Exercise prompt: Going down the data below, set down exactly the line with "2. Identify the white background" and each line after it through the line with "2. Identify the red"; no other lines.

Data section:
^^^^^^^^

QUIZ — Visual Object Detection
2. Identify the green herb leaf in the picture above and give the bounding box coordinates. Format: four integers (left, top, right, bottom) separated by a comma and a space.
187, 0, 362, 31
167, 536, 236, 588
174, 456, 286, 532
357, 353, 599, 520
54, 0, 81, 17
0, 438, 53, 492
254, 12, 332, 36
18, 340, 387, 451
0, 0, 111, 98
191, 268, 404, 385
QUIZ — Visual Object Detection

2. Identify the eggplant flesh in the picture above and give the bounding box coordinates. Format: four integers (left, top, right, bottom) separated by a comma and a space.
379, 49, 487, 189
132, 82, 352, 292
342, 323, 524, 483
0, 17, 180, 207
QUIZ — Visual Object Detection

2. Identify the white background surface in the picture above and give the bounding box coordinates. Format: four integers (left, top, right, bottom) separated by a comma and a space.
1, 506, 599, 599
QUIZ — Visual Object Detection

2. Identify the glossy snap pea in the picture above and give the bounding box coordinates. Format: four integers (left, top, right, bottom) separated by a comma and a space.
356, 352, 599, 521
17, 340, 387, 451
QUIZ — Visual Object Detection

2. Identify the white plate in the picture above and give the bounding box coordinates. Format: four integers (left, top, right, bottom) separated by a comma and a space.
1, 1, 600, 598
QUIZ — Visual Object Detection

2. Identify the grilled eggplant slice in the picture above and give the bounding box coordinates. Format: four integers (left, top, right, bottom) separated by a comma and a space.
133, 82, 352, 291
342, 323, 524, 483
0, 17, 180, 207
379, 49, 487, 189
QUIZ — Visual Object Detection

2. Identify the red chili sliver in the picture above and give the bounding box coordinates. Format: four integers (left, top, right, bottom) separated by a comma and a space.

^^^^^^^^

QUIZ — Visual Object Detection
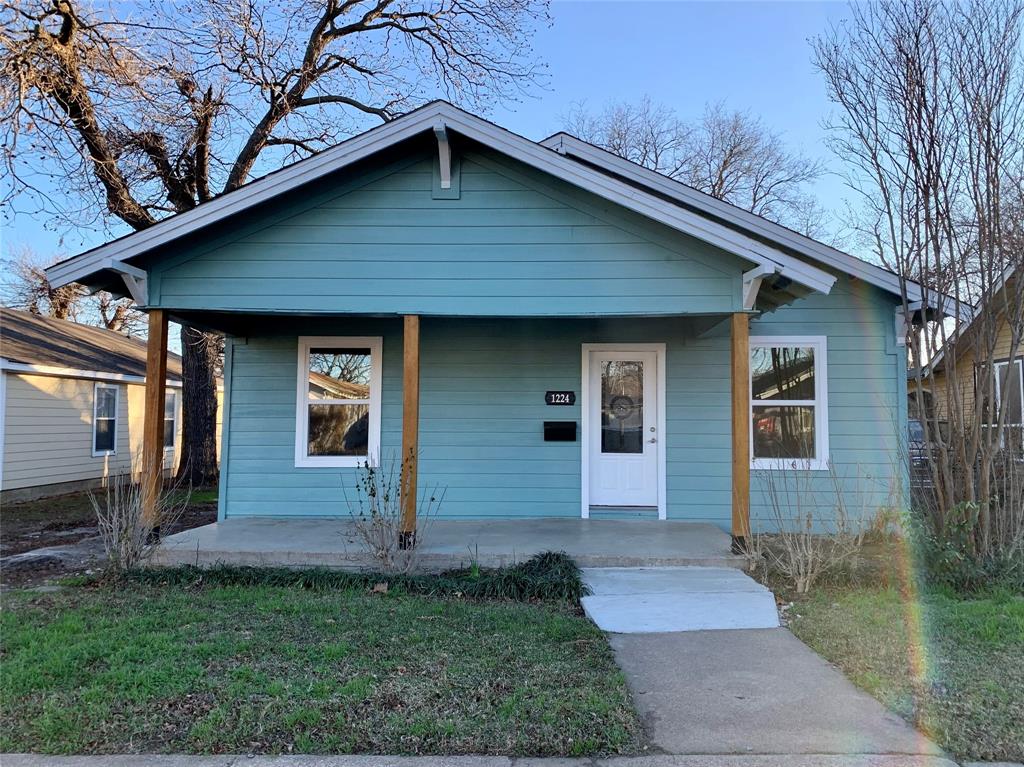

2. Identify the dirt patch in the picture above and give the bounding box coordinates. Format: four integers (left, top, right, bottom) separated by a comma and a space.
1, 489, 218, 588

^^^^^^^^

Output for this task:
2. Identify the white background surface in the picture above and give the bounding box coordinates. Format: four integers (left, top, right, bottom) separated by a comma and a space.
1, 506, 599, 599
QUIZ — Visual Object Detection

2. Identify the glossy snap pea in the picture above and give the bounding box coordinates. Format: four integers (left, top, right, bottom) separated by a comma and a space.
356, 352, 599, 521
17, 340, 387, 451
QUIZ — Visual Object Detection

2. Identify the white plate in the picture above and give the bounding box coordinates. Format: four integers (left, top, right, bottom) separated by a comma and a space.
1, 1, 600, 598
QUIZ — Visual Object Detection

2. Identify the grilled eggplant slice in the picture above and give the bounding box coordinates. Format: four integers (left, top, right, bottom) separated by a comma and a space.
133, 82, 352, 291
342, 323, 524, 483
0, 17, 180, 207
379, 49, 487, 189
QUIZ — Visual Object Detection

2. Identify the red chili sliver in the picture above and give the bounding box coordinates. Format: four integers (left, top, right, bottom) separated by a comma and a space.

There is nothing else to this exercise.